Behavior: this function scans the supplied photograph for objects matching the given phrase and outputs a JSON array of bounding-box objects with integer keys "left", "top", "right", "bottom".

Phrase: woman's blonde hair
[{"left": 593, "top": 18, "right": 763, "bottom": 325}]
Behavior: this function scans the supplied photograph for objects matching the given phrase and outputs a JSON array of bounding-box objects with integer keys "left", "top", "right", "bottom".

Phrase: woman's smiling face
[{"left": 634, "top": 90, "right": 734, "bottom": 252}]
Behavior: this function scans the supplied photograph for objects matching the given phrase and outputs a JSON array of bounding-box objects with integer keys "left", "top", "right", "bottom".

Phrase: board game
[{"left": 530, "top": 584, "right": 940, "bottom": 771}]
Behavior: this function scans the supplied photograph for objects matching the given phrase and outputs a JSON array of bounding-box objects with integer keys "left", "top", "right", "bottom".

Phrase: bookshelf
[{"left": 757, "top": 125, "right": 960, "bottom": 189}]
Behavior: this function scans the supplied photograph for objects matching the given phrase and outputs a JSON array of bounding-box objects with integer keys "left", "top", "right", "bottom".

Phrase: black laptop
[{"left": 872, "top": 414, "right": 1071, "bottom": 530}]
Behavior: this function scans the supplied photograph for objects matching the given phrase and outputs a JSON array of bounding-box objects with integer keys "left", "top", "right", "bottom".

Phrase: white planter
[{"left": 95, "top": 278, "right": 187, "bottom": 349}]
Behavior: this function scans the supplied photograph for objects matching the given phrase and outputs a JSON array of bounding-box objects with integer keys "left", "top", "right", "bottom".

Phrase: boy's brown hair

^^^^^^^^

Go through the listing and print each line exactly as it appears.

Behavior: this function scans the supplied photograph for objects matching the given phrase and outputs a JSON array of bounding-box objects with integer keys "left", "top", "right", "bottom".

Phrase: woman's blonde hair
[{"left": 593, "top": 18, "right": 763, "bottom": 325}]
Behavior: this function scans the supplied photograph for objects matching the given phrase and outputs a JSON array of bounding-box objects with integer keys "left", "top", "right", "bottom".

Phrase: woman's smiling face
[{"left": 634, "top": 90, "right": 734, "bottom": 252}]
Behavior: this function scans the supplied photograph for objects matching the given phrase and outputs a JSON array of bounding-box objects with integer keys "left", "top", "right", "bottom".

Phrase: board game
[{"left": 530, "top": 584, "right": 940, "bottom": 771}]
Behavior: this function scans the supplied photograph for objects matching the given phrase and outputs a JSON array of bounding-box objects with integer keys "left", "top", "right", "bottom".

Phrase: bookshelf
[{"left": 757, "top": 125, "right": 960, "bottom": 189}]
Behavior: this function scans the supplied photograph for objects matching the given phrase and outputs a JSON array of bounding-box objects with integer keys "left", "top", "right", "bottom".

Phrase: black laptop
[{"left": 872, "top": 414, "right": 1071, "bottom": 530}]
Behavior: this function scans the supplied photograph for objects matching the given phrase and outputs a JSON array of bounding-box objects with integer keys "left", "top", "right", "bottom".

Phrase: white planter
[{"left": 95, "top": 278, "right": 187, "bottom": 349}]
Behavior: this function scans the supplied photograph for objects matching the given phrase and outputs a JSON array of bounding-box objects with integer keys "left", "top", "right", "bottom".

Phrase: boy's brown hair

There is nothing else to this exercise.